*** PROVIDED DATA ***

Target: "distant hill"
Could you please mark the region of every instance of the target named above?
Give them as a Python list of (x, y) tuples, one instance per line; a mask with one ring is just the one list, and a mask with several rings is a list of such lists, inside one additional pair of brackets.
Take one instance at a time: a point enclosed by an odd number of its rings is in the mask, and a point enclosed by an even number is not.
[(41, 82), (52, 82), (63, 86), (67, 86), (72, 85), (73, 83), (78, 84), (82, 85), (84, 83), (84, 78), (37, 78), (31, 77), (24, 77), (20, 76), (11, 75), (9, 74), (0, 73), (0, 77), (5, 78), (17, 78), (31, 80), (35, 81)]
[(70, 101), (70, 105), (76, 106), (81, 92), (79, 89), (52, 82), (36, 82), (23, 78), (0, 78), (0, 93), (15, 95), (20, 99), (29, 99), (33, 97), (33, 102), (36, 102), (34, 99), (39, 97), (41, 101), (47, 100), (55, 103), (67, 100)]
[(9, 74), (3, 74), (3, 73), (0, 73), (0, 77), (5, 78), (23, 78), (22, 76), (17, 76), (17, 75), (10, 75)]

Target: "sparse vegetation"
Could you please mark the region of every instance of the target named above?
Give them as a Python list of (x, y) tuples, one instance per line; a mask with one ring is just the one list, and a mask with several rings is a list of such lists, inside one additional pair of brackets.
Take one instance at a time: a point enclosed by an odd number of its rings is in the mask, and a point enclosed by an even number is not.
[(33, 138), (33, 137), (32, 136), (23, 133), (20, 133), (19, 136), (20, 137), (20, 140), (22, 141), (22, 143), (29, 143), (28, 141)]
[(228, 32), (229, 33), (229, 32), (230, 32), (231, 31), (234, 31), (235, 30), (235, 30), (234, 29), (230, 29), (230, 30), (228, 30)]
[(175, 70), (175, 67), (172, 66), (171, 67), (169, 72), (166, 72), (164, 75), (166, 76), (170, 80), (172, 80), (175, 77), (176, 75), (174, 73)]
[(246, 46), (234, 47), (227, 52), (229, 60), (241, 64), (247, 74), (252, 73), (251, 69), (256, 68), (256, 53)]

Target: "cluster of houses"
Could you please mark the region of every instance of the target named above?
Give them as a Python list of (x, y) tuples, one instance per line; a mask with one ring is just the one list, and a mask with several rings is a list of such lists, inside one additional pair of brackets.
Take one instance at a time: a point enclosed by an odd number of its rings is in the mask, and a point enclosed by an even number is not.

***

WORK TO DO:
Can you update all of the lines above so that each "Python list" reads "plain list" and nothing else changes?

RESPONSE TO THIS TASK:
Target: "distant hill"
Could you please mark the region of every instance of the target named above?
Give them as a plain list of (x, y) tuples, one instance per line; a mask with one ring is just the one list, and a mask with several rings is a list of such lists, inside one additional pair of brackets.
Take one instance at a time: a point enclosed by an odd number of its rings is in the mask, and a point enclosed by an even number is not.
[(41, 82), (52, 82), (63, 86), (67, 86), (72, 85), (73, 83), (78, 84), (82, 85), (84, 83), (84, 78), (37, 78), (31, 77), (24, 77), (20, 76), (11, 75), (9, 74), (0, 73), (0, 77), (5, 78), (17, 78), (31, 80), (35, 81)]
[(70, 101), (70, 105), (76, 106), (81, 92), (79, 89), (52, 82), (36, 82), (23, 78), (0, 78), (0, 93), (15, 95), (20, 99), (29, 99), (33, 97), (33, 102), (36, 102), (34, 99), (39, 97), (41, 101), (47, 100), (55, 103), (67, 100)]
[(9, 74), (3, 74), (3, 73), (0, 73), (0, 77), (5, 78), (23, 78), (22, 76), (17, 76), (17, 75), (10, 75)]

Target: "sparse vegetation"
Could you please mark the region of every instance of the target named above?
Give them as a plain list of (x, y) tuples, one instance per line; a mask with one ring is just the one list, and a mask with several rings is a list of such lists, inside one additional pair of brackets.
Take one instance at a time: a point enclosed by an odd number of its rings is in the mask, and a point enclosed by an even number is not.
[(33, 138), (33, 137), (32, 136), (23, 133), (20, 133), (19, 136), (20, 137), (20, 140), (22, 141), (22, 143), (29, 143), (28, 141)]
[(228, 32), (229, 33), (229, 32), (230, 32), (231, 31), (234, 31), (235, 30), (235, 30), (234, 29), (230, 29), (230, 30), (228, 30)]
[(175, 70), (175, 67), (172, 66), (171, 67), (169, 72), (166, 72), (164, 75), (166, 76), (170, 80), (172, 80), (175, 77), (176, 75), (174, 73)]
[(246, 46), (234, 47), (227, 52), (229, 60), (241, 64), (247, 74), (252, 73), (251, 69), (256, 68), (256, 53)]

Target: "cluster of houses"
Could you please mark the region of every instance of the target named above?
Give them as a plain list of (x, y) tuples, one instance per line; a mask with one ring is just the one list, and a mask with several rings is a list of such lists, inside one additional pair of brackets.
Take one instance at a time: a point enclosed by an odd number of its rings is in the mask, and a point enclosed by an even number is not.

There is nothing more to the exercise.